Task material:

__________________________________________________

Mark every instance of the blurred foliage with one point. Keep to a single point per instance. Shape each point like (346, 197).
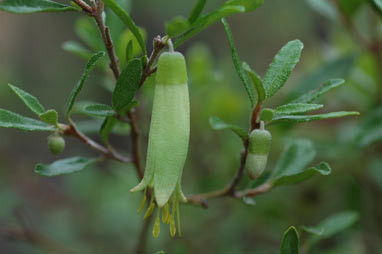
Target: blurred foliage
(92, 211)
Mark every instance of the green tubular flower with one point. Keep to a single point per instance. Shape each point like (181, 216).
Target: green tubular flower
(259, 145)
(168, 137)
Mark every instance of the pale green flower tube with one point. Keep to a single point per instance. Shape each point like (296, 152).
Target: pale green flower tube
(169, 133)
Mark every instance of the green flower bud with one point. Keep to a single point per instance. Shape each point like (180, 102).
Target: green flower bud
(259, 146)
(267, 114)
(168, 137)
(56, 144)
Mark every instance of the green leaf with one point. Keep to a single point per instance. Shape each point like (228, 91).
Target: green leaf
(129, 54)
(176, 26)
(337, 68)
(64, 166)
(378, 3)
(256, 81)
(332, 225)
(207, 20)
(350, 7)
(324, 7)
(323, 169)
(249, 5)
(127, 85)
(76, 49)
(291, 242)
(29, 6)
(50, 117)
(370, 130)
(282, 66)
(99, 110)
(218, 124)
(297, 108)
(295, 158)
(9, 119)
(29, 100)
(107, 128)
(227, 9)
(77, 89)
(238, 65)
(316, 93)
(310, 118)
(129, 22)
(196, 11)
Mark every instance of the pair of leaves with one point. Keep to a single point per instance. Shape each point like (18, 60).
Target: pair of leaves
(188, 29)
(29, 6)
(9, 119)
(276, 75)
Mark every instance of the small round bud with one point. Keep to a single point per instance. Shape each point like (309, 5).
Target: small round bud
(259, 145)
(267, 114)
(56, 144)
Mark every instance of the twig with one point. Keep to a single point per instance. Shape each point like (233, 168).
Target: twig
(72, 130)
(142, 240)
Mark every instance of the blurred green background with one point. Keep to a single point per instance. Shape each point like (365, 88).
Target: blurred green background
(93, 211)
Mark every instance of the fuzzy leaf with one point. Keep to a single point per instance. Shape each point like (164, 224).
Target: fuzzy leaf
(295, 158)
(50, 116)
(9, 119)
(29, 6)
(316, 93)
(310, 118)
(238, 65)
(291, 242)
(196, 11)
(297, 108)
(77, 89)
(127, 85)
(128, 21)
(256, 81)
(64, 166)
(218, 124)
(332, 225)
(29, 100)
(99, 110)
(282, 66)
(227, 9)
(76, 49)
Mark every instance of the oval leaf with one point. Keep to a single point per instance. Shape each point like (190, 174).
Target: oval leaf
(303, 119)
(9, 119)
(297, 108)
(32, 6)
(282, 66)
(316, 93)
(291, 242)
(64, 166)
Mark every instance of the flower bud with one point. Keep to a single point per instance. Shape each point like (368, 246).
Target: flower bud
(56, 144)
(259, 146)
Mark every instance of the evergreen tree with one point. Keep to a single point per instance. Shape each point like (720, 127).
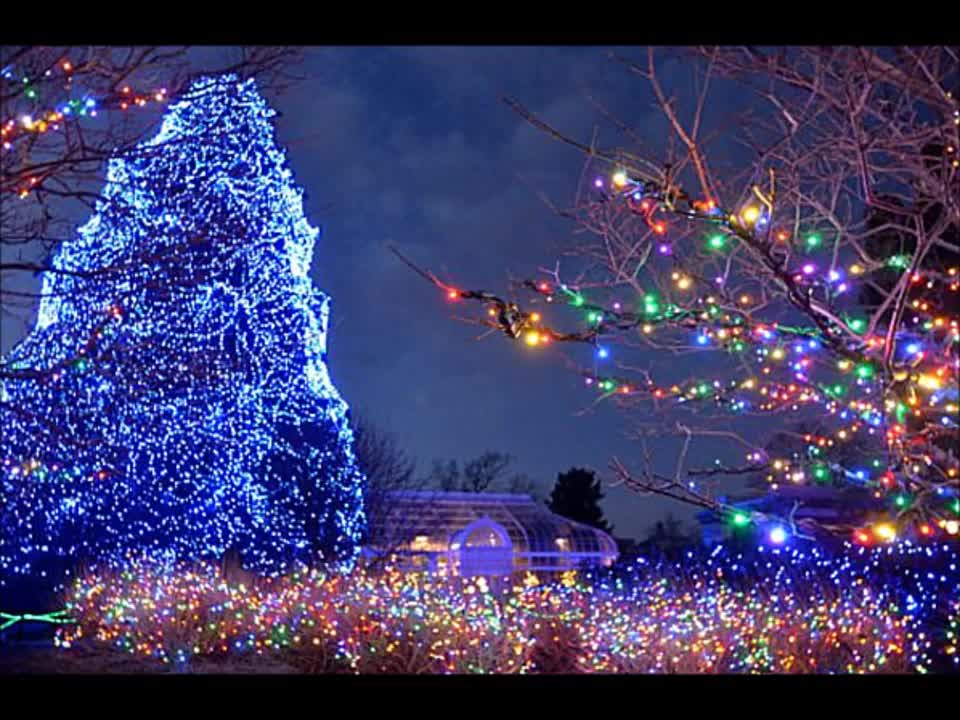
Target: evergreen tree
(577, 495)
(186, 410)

__________________________________________________

Directions: An exact copy of the lines above between the line holding "Target: pale green flower tube" and the line holding "Mark every instance of the green leaf", inclusive, is the whole answer.

Result:
Target: pale green flower tube
(169, 133)
Mark every instance of the green flower bud with one point. Keep to a single point per instance. Shape each point like (180, 102).
Target: green flower bud
(259, 146)
(267, 114)
(168, 137)
(56, 144)
Mark every instance of the green leaf with one point. Keep to a single point per instance. Shape each point like (228, 91).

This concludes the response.